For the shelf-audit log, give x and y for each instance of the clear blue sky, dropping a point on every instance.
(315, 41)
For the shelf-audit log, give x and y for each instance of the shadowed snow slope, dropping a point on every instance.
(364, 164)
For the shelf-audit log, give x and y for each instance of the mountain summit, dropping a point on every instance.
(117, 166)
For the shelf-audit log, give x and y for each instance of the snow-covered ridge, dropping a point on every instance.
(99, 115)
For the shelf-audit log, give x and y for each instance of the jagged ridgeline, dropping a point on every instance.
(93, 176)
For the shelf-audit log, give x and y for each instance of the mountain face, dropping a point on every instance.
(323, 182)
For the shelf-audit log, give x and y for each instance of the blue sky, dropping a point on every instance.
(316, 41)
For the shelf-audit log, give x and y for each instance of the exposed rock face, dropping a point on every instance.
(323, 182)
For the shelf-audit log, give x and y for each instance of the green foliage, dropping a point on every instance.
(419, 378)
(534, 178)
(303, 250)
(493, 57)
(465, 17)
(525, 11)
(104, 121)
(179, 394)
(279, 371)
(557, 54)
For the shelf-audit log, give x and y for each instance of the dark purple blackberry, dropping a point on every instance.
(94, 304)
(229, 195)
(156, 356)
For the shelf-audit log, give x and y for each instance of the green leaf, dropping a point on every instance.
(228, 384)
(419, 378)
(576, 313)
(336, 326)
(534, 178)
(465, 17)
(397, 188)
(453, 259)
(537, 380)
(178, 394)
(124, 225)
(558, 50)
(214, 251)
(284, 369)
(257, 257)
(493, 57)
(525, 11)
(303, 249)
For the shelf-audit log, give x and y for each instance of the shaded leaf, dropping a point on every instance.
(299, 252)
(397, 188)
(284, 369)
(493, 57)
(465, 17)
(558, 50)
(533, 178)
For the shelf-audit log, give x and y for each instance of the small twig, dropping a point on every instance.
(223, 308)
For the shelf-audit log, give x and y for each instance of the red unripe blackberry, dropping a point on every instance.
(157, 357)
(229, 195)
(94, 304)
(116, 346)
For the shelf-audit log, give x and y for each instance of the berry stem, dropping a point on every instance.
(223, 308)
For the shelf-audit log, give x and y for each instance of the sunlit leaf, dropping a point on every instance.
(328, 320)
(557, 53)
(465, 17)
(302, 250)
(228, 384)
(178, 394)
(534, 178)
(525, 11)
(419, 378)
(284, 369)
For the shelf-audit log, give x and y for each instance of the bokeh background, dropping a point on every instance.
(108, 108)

#### [TO DO]
The answer must be the lines from the one containing "purple blackberry, dropping a point on every instance." to the final line of the data above, copied exactly, both included, with nothing added.

#### [TASK ANSWER]
For the shelf-audit log, give x and y for each instance of the dark purple blackberry, dropping a point on every instance.
(94, 304)
(229, 195)
(156, 356)
For the shelf-audit log, give x and y for each instance of the green leaf, dropping a point on every instance.
(228, 384)
(419, 378)
(576, 313)
(336, 326)
(534, 178)
(465, 17)
(397, 188)
(453, 259)
(537, 380)
(178, 394)
(124, 225)
(558, 50)
(214, 251)
(284, 369)
(257, 257)
(493, 57)
(525, 11)
(303, 249)
For the shelf-audit log, give x and y for each instance of the shaded leaf, dropping a point on every instance.
(299, 252)
(397, 188)
(284, 369)
(493, 57)
(465, 17)
(558, 50)
(533, 178)
For the shelf-audit log, give x and y for each instance of the small twig, dropping a point on every instance.
(223, 308)
For the shelf-audit log, give x and y for each instance of the red unripe blackberry, dropping a point on every instance.
(157, 357)
(229, 195)
(94, 304)
(116, 346)
For the shelf-audit log, give x and y for each instance of the berry stem, dropping a point on every instance.
(223, 308)
For the shelf-audit log, give x and y for each instance of the sunlit leaf, dropping a point on every instance.
(328, 320)
(557, 53)
(465, 17)
(302, 250)
(228, 384)
(178, 394)
(534, 178)
(525, 11)
(419, 378)
(284, 369)
For the shelf-audit log, give x and y for each instance of the bokeh background, dropping a point on every instance.
(108, 108)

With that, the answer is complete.